[The exercise]
Pick out every line in the entries below that contains the word "water", and copy each such line in full.
####################
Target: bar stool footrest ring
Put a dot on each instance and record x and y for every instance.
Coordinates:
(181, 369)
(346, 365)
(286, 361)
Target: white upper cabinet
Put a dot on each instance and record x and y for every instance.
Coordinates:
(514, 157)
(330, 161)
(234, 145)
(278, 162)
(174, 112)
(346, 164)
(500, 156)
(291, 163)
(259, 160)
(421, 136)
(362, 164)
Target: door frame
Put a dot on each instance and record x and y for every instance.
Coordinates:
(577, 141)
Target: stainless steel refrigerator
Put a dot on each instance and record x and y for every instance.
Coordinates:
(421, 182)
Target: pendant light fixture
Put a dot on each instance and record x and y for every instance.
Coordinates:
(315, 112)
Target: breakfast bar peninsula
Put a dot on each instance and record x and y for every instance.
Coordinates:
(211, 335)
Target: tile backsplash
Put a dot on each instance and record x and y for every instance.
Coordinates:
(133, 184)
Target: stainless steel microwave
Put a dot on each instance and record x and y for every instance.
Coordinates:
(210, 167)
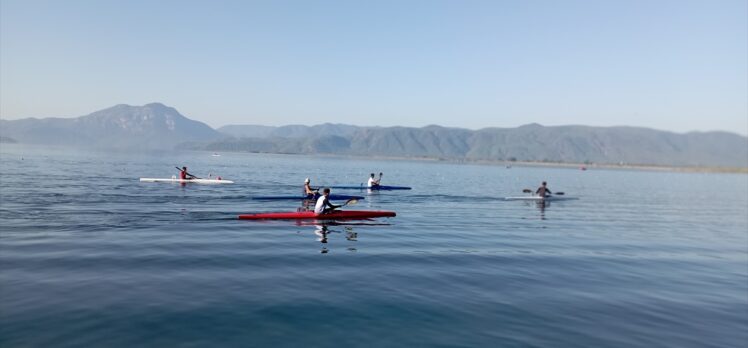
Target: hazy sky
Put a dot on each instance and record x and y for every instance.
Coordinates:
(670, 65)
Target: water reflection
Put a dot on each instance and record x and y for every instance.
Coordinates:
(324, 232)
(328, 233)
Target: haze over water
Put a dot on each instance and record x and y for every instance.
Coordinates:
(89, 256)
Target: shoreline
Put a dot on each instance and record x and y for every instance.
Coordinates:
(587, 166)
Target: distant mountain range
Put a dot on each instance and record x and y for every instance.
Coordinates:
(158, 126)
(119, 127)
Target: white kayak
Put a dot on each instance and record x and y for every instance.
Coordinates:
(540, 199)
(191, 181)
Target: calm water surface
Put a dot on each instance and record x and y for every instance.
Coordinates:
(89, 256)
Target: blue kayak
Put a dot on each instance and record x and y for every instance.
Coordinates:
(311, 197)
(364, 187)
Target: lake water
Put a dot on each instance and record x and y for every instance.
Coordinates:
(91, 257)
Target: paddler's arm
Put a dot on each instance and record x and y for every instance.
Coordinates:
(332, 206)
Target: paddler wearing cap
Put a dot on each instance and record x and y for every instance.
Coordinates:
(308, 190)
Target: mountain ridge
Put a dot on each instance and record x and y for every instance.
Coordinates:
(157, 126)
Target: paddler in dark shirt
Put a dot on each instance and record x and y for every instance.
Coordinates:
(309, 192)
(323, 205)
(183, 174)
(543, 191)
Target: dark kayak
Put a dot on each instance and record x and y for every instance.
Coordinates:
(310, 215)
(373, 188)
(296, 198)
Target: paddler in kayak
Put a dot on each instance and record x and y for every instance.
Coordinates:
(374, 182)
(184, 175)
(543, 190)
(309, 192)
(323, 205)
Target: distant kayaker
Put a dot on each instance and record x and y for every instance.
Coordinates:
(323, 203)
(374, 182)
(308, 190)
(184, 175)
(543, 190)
####################
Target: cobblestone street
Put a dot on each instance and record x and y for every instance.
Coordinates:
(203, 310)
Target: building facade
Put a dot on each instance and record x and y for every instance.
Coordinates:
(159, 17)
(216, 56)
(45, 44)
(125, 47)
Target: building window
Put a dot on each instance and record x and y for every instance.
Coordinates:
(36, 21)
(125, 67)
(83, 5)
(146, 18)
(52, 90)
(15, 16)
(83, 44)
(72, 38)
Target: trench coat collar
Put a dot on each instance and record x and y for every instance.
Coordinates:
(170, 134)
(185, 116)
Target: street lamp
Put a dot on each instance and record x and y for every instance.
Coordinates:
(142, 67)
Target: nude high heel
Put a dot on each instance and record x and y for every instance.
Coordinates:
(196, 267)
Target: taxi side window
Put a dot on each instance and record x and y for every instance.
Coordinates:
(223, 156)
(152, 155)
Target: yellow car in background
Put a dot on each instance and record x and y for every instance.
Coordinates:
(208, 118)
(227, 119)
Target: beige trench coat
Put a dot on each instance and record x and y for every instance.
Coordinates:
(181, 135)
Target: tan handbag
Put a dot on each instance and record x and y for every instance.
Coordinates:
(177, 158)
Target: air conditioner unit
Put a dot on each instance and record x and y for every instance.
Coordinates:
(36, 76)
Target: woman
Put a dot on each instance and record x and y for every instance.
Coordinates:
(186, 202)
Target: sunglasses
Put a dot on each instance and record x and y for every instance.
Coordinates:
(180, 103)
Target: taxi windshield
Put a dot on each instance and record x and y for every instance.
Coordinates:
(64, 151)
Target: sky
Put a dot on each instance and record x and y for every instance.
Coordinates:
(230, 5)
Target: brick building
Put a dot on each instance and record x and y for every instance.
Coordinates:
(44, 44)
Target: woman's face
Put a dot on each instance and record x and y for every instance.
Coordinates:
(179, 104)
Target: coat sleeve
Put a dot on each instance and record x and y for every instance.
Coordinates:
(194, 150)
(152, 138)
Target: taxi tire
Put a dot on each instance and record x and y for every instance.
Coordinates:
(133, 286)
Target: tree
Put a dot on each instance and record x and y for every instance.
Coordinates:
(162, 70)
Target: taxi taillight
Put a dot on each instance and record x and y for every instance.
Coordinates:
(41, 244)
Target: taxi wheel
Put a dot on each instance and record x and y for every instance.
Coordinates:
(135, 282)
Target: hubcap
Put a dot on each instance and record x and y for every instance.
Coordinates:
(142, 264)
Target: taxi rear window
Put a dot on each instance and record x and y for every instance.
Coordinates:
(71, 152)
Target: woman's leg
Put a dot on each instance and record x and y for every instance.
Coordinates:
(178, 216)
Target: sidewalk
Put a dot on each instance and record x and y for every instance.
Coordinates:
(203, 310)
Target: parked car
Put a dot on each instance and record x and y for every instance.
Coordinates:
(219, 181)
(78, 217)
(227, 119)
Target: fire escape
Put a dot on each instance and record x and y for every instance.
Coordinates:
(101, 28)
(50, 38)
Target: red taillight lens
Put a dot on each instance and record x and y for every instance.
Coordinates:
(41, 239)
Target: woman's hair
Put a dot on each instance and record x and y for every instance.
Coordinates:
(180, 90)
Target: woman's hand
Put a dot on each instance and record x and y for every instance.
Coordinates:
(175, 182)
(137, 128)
####################
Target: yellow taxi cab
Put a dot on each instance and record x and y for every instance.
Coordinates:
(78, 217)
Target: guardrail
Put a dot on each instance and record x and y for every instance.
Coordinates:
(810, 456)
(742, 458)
####################
[Result below]
Target: water reflection
Target: haze over water
Target: calm water surface
Target: lake water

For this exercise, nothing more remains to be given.